__Verilen alıntı__.
Ekonomim.com''daki köşesinde kaleme aldığı "KKM''ye hücum!" başlıklı yazısında Aktaş, Merkez Bankası''nın döviz işlemlerine yönelik kısıtlayıcı hamleleri ve Kur Korumalı Mevduat teşviklerinin vermiş olduğu sonuçları rakamlarla analiz ederken, dolar sahiplerini yakın gelecekte nelerin beklediğini de detaylıca yazıya döktü.
İşte Aktaş''ın yazısından öne çıkanlar...
✔ DTH dönüşümlü hesaplar için faiz tavanı kaldırılınca hızlı bir artış gösteren KKM''ye şimdi yeni bir doping!
✔ Doğrudan TL ile açılan hesaplardaki faiz tavanının da nisan ayıyla birlikte kaldırılmasından sonra KKM''deki artışın daha da hızlanması beklenmeli.
✔ Faiz yükü bankalara yüklenip kur yükü hafifletildiği için KKM''nin kamu açısından olan riski görece azaldı.
Kur korumalı mevduat mart ayının son haftasında 28 milyar lira daha artarak 31 Mart’ta 1 trilyon 701 milyar liraya ulaştı. KKM’de, çıkışın başladığı 6 Ocak’tan mart sonuna kadar kaydedilen artış 331 milyar lirayı buldu.

__Gösterilen kayıtlar__.
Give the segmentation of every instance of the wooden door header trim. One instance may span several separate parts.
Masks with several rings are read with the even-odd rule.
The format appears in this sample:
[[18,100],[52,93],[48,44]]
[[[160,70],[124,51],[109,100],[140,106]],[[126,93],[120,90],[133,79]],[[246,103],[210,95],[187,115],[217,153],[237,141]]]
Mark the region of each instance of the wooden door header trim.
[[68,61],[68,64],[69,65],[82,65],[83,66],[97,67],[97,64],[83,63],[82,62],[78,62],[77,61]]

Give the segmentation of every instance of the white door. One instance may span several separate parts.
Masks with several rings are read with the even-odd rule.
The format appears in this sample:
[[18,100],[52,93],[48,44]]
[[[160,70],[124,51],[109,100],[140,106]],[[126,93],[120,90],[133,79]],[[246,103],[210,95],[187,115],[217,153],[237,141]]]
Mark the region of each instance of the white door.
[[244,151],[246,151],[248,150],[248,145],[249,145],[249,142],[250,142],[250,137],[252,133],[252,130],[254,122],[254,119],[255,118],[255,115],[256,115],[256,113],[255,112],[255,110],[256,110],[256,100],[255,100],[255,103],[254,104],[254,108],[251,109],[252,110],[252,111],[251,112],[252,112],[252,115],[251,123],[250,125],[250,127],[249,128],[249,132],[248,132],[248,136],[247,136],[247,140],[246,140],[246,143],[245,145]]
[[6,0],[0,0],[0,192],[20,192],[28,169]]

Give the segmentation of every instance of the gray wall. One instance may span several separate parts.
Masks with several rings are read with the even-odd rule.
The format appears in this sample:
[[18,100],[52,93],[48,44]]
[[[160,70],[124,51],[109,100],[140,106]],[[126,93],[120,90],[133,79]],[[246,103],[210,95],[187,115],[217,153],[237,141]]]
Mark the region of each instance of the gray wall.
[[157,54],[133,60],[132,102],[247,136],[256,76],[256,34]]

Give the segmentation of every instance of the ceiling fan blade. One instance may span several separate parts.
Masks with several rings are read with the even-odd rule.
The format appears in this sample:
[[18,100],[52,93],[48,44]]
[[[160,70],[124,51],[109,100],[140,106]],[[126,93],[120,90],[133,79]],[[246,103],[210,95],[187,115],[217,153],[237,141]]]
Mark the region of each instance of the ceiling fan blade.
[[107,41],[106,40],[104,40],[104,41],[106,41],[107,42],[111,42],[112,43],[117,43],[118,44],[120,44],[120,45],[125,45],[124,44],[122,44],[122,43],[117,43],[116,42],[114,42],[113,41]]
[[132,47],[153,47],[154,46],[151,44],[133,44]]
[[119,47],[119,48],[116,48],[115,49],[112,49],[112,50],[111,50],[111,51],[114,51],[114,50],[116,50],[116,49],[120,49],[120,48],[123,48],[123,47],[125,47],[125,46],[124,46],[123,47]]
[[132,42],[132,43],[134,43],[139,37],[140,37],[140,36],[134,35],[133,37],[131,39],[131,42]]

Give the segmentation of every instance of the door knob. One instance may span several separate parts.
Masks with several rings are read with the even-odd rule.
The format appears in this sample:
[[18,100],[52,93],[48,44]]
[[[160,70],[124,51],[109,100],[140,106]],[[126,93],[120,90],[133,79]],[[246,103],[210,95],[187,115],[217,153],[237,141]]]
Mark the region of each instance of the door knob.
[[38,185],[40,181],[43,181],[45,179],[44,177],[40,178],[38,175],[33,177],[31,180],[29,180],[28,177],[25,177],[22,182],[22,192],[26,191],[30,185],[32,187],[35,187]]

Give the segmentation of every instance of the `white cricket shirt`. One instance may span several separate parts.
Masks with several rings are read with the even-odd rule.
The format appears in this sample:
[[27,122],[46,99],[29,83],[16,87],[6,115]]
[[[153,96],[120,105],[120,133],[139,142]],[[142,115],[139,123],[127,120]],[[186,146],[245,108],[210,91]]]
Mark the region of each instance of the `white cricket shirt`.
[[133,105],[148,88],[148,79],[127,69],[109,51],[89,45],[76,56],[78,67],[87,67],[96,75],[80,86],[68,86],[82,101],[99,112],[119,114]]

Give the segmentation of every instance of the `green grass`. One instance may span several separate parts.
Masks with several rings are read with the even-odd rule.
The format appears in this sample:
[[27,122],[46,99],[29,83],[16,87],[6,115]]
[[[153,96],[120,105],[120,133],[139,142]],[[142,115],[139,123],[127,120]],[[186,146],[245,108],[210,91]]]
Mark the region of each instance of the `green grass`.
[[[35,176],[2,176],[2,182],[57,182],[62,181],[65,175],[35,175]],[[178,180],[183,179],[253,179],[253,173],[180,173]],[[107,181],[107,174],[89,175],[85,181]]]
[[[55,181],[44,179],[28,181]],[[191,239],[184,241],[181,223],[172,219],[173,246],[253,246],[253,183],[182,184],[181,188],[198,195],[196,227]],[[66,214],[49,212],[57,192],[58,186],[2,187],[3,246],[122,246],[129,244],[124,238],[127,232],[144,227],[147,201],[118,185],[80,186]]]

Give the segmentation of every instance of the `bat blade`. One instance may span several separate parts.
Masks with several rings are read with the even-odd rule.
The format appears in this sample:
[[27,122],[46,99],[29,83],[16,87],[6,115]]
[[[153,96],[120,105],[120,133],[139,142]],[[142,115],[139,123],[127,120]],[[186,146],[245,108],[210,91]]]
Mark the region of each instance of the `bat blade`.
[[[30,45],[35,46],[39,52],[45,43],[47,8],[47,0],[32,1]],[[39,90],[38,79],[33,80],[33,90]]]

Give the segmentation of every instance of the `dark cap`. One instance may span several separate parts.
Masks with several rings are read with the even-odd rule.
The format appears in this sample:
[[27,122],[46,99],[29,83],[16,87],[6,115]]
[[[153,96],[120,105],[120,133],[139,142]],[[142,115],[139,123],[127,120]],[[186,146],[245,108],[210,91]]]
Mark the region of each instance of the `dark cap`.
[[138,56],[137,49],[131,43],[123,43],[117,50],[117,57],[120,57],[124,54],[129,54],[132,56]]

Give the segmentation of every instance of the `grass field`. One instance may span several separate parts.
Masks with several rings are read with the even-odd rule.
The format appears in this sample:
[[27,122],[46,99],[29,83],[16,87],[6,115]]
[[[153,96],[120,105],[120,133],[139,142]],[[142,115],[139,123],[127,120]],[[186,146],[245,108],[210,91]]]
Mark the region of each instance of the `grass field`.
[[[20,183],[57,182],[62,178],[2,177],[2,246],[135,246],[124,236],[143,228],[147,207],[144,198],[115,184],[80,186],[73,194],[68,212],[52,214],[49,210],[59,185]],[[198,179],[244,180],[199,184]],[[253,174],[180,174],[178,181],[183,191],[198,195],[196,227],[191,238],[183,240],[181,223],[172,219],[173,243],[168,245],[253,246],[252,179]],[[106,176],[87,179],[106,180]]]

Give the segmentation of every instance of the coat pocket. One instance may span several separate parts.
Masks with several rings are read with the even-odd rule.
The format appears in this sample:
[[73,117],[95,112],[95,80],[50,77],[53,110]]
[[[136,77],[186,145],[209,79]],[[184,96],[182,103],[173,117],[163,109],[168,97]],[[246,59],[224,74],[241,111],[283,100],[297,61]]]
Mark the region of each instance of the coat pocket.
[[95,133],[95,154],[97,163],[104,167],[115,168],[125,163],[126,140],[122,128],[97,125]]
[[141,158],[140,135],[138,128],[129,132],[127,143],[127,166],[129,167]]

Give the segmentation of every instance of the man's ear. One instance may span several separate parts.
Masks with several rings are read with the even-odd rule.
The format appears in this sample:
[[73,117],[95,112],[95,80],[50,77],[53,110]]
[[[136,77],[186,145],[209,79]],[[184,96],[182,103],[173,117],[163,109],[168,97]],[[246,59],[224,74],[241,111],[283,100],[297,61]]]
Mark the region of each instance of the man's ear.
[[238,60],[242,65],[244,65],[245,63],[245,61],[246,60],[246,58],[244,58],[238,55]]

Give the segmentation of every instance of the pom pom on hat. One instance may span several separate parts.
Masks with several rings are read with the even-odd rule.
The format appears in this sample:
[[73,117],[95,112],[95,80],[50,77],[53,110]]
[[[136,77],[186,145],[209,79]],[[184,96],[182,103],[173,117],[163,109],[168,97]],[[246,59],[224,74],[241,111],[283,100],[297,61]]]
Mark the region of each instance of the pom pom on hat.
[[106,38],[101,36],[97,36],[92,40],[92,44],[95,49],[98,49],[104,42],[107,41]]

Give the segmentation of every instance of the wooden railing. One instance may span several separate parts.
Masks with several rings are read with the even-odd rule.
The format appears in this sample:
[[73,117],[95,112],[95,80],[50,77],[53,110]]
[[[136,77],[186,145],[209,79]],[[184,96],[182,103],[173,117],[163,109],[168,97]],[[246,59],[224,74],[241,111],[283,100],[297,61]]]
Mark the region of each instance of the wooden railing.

__Yapılacak görevler__.
- 1) KKM ile ilgili alıntıya göre kur korumalı mevduat 31 Mart'ta hangi tutara ulaştı?
- 2) KKM ile ilgili alıntıda "İşte Aktaş''ın yazısından" ile "milyar lirayı buldu." arasındaki kısmı, her iki ifade de dahil olmak üzere aynen yazın.

__Beklenen yanıtlar__.
- 1) 1 trilyon 701 milyar liraya ulaştı.

- 2)
İşte Aktaş''ın yazısından öne çıkanlar...
✔ DTH dönüşümlü hesaplar için faiz tavanı kaldırılınca hızlı bir artış gösteren KKM''ye şimdi yeni bir doping!
✔ Doğrudan TL ile açılan hesaplardaki faiz tavanının da nisan ayıyla birlikte kaldırılmasından sonra KKM''deki artışın daha da hızlanması beklenmeli.
✔ Faiz yükü bankalara yüklenip kur yükü hafifletildiği için KKM''nin kamu açısından olan riski görece azaldı.
Kur korumalı mevduat mart ayının son haftasında 28 milyar lira daha artarak 31 Mart’ta 1 trilyon 701 milyar liraya ulaştı. KKM’de, çıkışın başladığı 6 Ocak’tan mart sonuna kadar kaydedilen artış 331 milyar lirayı buldu.